Written task:
Return word for word the rows between the line holding "class is microphone." and the line holding "[447,239,481,268]", inclusive. Leave the pictures out of your answer.

Task material:
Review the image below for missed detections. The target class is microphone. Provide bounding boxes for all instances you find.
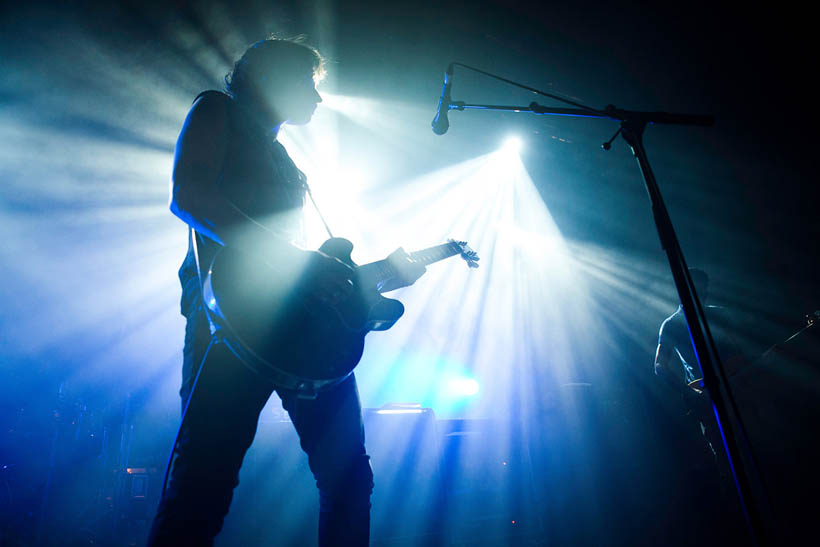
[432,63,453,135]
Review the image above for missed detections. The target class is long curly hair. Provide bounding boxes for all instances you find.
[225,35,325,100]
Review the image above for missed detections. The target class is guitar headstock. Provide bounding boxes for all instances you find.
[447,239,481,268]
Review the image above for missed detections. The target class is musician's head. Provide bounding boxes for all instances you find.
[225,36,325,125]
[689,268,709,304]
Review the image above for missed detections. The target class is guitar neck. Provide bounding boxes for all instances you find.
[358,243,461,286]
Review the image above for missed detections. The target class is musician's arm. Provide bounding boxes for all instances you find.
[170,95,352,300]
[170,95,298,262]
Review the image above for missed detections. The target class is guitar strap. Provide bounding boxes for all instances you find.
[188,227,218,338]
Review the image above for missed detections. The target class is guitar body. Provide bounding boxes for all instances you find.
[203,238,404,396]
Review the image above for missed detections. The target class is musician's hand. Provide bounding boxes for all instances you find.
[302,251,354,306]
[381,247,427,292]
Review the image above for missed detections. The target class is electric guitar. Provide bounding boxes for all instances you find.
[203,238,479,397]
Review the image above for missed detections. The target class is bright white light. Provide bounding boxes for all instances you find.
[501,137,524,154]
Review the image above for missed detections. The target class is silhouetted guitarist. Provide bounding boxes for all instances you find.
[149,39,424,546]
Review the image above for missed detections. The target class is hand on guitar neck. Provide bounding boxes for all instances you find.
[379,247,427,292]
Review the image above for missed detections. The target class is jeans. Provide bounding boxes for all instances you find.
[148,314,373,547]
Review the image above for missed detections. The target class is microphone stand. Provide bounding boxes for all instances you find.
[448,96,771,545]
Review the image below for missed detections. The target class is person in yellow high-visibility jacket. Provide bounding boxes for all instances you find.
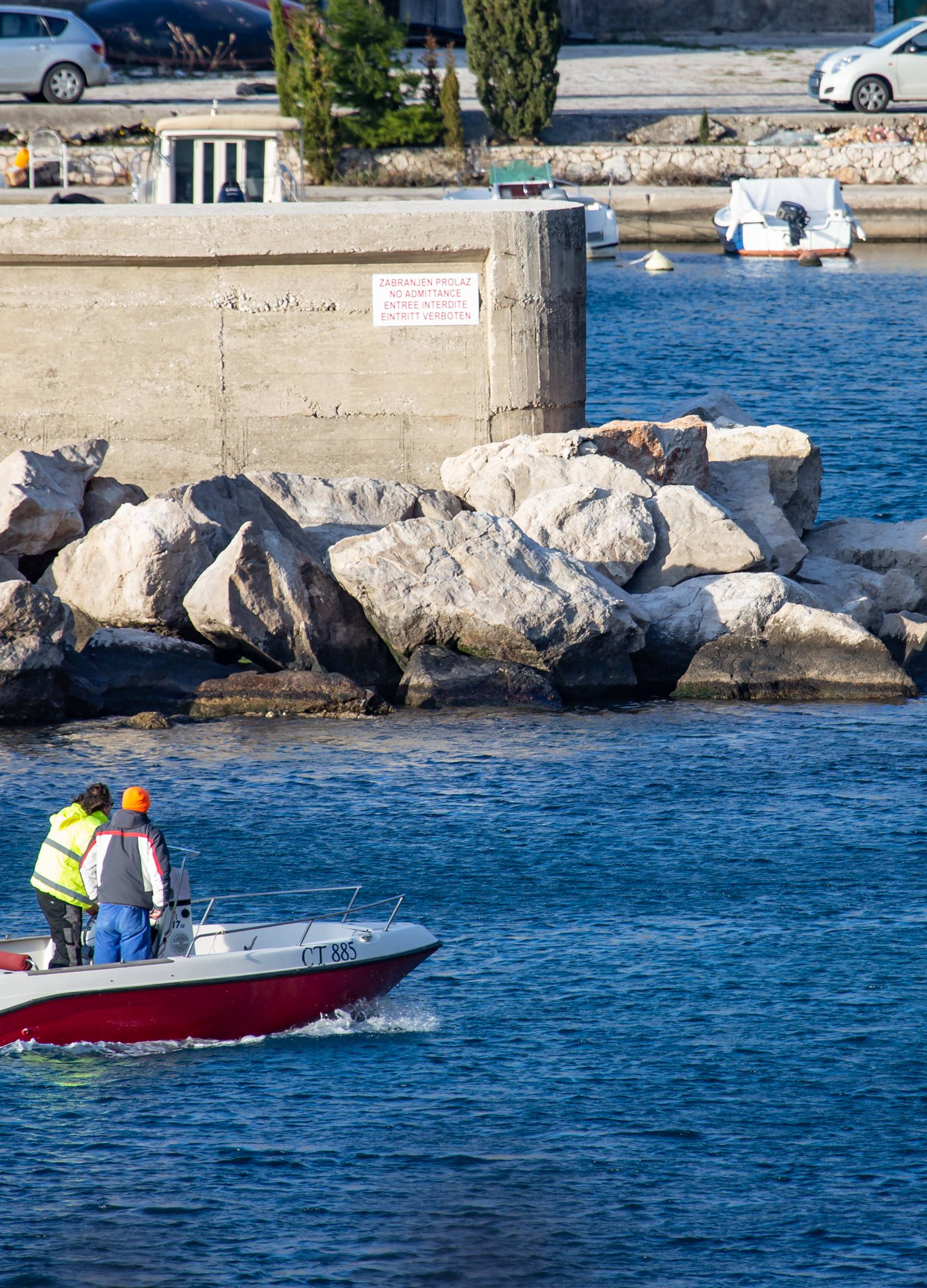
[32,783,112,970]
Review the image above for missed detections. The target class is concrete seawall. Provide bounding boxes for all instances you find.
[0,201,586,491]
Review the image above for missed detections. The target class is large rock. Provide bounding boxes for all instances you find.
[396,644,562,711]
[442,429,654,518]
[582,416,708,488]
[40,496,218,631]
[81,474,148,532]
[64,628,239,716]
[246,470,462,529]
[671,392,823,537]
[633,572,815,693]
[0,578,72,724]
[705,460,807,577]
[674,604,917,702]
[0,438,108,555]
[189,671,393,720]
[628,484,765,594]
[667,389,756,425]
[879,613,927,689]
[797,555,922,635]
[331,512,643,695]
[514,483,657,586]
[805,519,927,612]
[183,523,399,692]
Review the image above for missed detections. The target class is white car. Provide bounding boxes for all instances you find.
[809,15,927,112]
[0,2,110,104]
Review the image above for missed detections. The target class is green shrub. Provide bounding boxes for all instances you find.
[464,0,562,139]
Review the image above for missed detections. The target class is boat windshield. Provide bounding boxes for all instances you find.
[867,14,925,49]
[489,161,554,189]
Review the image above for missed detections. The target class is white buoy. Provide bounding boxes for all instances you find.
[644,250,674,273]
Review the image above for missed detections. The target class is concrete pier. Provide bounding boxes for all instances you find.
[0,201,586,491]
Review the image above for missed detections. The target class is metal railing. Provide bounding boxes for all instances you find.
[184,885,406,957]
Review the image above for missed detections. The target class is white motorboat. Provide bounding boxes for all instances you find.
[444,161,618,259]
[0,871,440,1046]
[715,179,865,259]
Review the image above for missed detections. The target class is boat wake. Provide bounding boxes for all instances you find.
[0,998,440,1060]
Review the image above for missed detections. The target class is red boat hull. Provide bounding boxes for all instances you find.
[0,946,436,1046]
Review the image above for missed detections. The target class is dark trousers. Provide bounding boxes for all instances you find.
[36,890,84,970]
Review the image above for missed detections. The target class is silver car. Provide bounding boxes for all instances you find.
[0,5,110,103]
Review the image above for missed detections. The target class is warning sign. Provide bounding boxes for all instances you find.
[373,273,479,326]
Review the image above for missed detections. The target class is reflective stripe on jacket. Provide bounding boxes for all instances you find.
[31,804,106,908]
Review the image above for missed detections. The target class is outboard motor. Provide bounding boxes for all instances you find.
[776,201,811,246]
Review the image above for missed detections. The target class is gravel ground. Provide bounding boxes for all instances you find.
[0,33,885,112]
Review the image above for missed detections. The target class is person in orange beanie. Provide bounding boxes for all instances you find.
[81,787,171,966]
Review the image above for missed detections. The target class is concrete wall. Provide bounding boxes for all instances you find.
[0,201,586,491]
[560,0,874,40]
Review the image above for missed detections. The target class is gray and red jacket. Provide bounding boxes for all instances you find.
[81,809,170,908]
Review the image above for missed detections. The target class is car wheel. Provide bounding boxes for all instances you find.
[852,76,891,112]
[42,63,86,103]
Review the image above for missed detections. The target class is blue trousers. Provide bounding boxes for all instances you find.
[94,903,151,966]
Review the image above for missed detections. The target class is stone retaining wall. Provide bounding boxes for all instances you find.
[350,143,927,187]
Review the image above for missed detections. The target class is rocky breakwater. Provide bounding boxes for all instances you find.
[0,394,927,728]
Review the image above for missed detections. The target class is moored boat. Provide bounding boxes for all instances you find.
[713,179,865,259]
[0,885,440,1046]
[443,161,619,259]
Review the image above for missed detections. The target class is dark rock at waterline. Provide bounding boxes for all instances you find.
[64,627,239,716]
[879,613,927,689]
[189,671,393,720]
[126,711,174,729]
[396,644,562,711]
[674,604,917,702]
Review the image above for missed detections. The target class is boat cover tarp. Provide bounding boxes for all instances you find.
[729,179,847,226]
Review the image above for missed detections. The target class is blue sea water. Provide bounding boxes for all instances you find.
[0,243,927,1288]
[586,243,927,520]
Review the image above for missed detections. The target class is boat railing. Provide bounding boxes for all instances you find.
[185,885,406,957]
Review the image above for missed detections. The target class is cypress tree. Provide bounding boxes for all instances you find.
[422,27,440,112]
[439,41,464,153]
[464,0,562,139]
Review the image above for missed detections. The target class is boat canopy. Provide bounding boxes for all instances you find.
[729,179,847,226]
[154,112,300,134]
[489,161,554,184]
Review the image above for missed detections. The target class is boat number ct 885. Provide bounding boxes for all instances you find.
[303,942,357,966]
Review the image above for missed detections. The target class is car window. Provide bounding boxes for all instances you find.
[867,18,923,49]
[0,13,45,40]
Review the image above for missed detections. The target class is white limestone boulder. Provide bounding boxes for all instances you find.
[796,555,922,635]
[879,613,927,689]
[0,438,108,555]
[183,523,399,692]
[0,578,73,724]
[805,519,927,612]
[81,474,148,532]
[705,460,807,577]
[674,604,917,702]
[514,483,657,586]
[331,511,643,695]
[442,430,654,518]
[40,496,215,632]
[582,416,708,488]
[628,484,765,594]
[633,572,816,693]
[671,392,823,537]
...
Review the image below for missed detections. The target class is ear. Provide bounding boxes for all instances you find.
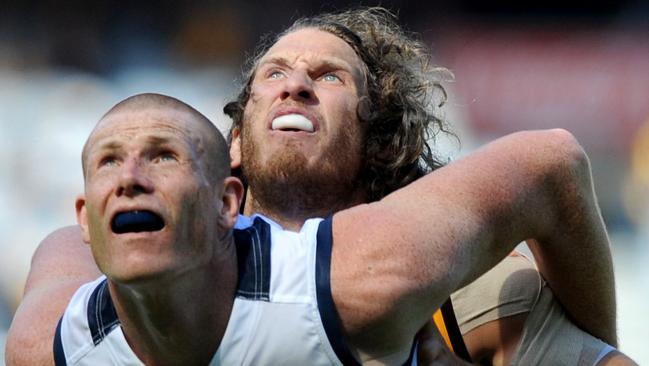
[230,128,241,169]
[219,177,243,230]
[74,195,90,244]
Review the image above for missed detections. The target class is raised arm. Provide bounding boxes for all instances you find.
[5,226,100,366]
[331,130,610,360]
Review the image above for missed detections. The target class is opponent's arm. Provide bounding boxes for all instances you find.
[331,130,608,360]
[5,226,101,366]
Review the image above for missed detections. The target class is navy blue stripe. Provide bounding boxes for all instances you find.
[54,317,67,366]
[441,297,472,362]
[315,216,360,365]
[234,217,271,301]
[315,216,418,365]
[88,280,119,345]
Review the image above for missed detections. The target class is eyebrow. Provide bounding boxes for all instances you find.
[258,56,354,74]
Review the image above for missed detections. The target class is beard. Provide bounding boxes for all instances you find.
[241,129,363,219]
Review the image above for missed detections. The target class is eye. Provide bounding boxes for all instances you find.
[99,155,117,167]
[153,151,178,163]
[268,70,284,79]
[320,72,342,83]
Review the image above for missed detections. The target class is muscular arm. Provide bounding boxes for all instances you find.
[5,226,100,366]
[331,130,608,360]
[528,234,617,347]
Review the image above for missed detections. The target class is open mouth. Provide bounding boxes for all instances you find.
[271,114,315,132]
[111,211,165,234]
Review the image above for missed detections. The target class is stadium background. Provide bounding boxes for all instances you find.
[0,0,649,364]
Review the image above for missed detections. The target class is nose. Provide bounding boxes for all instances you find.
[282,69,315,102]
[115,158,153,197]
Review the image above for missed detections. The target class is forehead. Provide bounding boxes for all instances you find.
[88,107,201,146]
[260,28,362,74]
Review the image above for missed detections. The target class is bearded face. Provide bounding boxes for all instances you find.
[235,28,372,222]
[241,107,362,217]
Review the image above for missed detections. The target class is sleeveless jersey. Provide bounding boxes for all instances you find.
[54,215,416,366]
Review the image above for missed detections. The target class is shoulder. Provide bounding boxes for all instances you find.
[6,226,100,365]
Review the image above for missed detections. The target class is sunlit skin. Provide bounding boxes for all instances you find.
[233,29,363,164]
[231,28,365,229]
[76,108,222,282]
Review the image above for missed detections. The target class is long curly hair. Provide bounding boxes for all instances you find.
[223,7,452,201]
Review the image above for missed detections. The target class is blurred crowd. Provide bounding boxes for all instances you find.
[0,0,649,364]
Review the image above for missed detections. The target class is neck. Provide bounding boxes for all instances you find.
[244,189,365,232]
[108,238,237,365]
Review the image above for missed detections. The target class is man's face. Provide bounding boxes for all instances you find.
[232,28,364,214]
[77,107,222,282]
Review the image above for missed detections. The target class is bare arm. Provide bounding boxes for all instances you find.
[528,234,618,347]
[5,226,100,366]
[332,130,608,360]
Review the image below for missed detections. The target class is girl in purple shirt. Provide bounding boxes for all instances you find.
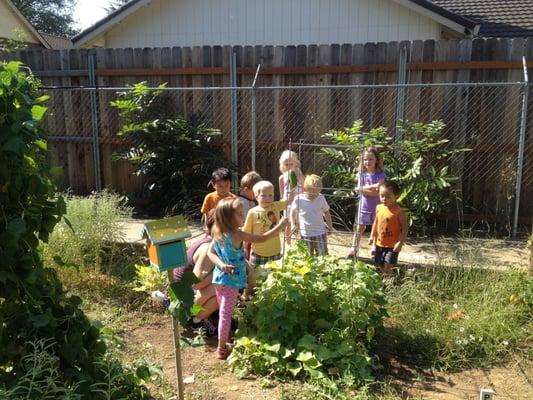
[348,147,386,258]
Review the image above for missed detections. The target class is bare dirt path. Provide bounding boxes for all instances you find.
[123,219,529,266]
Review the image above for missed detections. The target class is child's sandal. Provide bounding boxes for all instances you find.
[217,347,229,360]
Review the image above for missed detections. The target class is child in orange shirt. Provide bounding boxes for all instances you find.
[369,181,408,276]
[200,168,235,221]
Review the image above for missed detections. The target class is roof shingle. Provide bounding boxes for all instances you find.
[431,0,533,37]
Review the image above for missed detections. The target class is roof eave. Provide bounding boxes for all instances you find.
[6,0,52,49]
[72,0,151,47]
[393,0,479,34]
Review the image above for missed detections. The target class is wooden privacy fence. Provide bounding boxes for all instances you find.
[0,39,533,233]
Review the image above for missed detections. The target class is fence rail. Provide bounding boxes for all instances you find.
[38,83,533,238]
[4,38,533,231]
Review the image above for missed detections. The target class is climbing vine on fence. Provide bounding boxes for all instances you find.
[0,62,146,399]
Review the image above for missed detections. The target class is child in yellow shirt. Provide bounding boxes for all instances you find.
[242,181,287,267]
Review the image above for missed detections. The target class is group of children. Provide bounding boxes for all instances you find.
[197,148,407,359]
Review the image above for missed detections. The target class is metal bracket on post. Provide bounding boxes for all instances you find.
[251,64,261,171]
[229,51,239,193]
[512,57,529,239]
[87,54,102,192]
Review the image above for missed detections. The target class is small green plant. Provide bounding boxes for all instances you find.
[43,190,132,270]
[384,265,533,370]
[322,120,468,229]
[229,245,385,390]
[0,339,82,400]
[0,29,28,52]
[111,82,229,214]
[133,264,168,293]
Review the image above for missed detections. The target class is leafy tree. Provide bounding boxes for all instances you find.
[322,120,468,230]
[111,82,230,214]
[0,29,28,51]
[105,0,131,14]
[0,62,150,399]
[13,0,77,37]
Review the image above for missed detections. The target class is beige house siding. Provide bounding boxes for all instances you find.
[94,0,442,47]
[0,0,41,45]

Answer:
Review the image below for missed detections. The target class is microphone. Provide bounding boxes for all instances you find.
[432,63,453,135]
Review the image above for missed detections. The target class is long curly hair. Provide bounding boxes for all instances you find.
[225,35,325,100]
Review the image above for missed detections. The target class is guitar headstock. Provide bounding boxes for all instances you find.
[447,239,481,268]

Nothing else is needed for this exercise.